■ Dataset entries ■
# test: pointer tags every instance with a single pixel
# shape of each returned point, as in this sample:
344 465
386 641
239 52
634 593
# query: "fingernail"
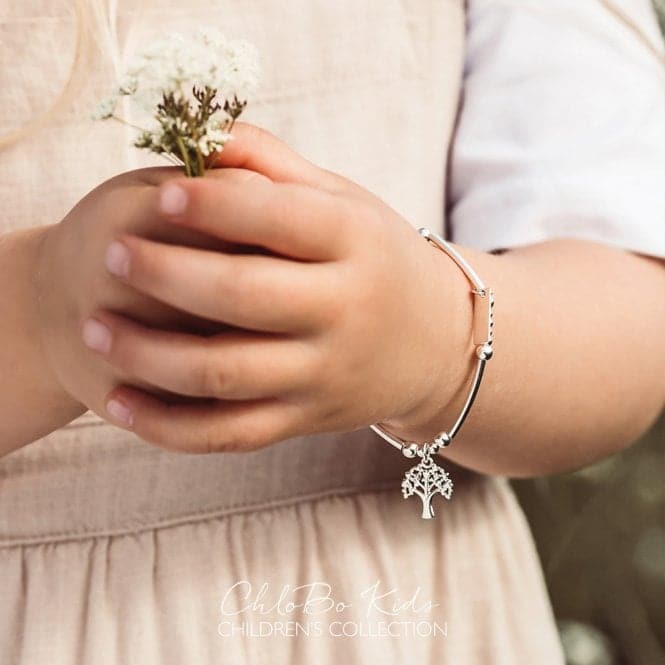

■ Task description ■
Reproduce every entry above word for word and line for line, leaving out the pictures.

■ Answer for this exercise ■
# test: pointer tags every instance with a single pixel
# shape of each returned point, as in this sample:
344 465
386 641
239 52
634 593
# query: "fingernail"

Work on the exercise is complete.